---------- Information ----------

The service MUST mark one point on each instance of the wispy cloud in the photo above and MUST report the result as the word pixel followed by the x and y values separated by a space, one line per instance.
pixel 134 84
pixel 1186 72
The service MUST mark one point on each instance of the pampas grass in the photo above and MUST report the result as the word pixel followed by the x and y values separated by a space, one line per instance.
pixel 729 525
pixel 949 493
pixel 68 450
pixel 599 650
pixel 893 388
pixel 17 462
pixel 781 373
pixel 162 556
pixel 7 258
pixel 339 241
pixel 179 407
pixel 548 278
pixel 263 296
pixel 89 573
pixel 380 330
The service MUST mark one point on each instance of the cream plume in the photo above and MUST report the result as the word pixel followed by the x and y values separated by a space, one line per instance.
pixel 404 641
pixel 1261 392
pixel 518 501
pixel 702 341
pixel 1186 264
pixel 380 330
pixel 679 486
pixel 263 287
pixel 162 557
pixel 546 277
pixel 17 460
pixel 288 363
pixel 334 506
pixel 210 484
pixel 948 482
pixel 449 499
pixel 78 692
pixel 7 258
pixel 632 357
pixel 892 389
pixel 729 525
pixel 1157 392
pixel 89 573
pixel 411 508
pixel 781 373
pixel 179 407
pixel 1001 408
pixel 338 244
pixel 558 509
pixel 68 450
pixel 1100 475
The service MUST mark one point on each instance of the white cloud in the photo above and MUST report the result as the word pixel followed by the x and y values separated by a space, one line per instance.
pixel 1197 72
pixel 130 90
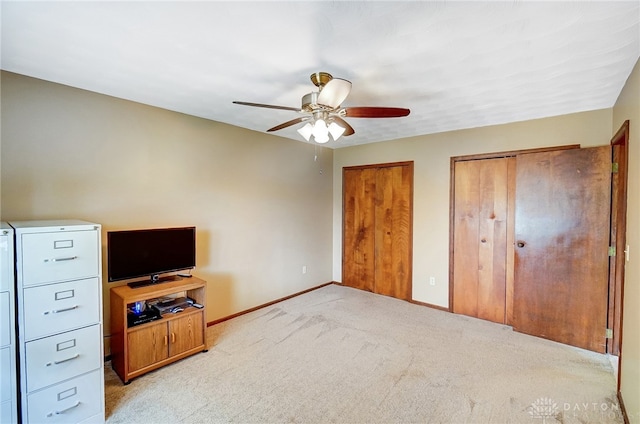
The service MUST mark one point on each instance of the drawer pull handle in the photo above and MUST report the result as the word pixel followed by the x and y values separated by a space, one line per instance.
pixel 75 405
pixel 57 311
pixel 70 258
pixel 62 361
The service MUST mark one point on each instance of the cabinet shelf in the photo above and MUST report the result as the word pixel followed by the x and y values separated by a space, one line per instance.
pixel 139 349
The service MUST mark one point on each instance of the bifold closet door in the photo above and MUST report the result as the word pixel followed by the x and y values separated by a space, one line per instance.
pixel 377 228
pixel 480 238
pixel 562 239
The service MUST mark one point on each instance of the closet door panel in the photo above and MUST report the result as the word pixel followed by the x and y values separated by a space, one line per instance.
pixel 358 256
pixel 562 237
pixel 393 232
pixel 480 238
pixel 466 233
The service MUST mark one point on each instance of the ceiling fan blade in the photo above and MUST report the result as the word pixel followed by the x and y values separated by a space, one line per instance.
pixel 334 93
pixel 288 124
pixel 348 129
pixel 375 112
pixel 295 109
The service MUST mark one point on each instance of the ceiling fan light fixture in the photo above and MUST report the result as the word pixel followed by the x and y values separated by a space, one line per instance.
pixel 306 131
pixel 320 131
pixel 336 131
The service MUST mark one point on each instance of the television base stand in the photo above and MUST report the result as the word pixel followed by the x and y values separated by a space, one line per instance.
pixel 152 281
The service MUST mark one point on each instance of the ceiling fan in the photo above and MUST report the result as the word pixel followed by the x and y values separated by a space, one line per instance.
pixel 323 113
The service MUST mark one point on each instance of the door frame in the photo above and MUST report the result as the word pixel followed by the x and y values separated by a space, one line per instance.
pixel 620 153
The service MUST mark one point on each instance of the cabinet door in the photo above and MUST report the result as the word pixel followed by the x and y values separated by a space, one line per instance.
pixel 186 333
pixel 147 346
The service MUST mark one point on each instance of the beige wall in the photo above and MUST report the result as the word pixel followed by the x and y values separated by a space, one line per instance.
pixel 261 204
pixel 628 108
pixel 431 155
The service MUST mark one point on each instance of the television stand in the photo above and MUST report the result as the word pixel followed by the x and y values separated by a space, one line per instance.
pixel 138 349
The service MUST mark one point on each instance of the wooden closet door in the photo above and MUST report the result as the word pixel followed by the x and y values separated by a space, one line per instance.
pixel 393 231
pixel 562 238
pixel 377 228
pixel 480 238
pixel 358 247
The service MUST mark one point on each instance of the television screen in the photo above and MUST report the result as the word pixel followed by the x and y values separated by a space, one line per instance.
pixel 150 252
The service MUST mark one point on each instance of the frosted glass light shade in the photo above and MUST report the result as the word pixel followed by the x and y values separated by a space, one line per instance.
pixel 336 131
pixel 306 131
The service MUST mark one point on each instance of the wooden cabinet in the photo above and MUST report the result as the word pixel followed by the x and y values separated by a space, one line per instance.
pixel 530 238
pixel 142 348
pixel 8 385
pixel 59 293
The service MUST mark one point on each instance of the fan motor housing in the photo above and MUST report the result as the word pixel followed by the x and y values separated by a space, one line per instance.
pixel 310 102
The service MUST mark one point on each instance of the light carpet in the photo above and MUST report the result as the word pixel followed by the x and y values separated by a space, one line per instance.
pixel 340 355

----------
---------- Information ----------

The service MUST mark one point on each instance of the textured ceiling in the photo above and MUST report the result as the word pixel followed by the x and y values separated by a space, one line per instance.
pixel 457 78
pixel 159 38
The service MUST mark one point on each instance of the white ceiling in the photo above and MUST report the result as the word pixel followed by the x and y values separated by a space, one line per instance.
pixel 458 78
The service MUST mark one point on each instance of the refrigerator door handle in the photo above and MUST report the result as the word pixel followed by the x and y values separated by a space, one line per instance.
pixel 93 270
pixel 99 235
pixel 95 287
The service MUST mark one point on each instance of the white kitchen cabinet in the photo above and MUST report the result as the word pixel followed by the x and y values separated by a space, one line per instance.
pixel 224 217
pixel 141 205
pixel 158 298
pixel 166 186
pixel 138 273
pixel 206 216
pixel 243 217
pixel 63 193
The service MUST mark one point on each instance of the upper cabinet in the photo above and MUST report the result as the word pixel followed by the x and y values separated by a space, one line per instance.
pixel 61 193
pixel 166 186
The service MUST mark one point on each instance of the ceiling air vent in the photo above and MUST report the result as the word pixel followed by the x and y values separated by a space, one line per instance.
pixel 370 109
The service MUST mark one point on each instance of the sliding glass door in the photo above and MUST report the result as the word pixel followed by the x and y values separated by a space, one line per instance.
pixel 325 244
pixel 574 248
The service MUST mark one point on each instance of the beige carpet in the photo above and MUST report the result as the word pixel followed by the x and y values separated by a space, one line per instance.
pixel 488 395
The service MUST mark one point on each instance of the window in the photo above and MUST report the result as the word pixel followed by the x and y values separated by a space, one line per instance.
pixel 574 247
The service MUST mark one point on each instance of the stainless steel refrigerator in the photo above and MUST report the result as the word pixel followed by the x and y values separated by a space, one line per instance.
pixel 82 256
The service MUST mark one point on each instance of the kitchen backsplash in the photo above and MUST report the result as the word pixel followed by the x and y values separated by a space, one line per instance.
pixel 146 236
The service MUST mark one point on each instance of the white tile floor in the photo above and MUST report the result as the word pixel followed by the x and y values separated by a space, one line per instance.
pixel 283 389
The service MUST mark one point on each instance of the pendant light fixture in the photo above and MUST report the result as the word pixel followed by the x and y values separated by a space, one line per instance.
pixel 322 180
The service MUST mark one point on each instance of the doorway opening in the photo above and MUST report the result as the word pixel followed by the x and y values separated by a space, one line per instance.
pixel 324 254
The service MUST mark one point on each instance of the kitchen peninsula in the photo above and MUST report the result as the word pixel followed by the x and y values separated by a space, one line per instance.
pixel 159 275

----------
---------- Information ----------

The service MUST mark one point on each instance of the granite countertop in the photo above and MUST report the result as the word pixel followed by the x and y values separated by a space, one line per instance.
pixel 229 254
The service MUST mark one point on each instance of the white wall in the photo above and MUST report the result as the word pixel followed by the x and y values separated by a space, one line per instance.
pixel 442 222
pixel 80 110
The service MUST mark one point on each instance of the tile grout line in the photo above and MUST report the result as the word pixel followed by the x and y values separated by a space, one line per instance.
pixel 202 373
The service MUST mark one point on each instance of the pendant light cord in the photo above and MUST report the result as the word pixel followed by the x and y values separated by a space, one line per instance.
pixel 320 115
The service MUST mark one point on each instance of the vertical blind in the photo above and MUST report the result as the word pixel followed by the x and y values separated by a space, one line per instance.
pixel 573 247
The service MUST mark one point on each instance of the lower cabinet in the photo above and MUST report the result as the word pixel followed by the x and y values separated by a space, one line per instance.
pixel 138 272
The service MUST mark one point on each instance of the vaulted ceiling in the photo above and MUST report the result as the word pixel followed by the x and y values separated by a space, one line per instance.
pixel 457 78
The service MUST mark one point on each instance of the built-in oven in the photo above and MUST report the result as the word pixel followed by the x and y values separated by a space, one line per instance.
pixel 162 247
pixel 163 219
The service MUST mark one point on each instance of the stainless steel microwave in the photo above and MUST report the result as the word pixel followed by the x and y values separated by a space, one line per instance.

----------

> What you should do:
From the data above, return every line from the line that has "of the vaulted" up to and including the line that has "stainless steel microwave", exactly.

> Answer space:
The service MUST mark one point on each instance of the vaulted ceiling in the photo above and MUST report the result as the word pixel followed by the x and y values separated by a space, one line per instance.
pixel 457 78
The service MUST mark one point on each instance of the built-in oven in the photo above and MUST report the result as the word pixel followed by the x and y values separated by a space, one line per instance.
pixel 162 247
pixel 163 219
The service MUST mark one point on each instance of the stainless steel microwave in the photo above and MUST report the result as the word pixel followed by the x and y values separated by a space, one line per instance.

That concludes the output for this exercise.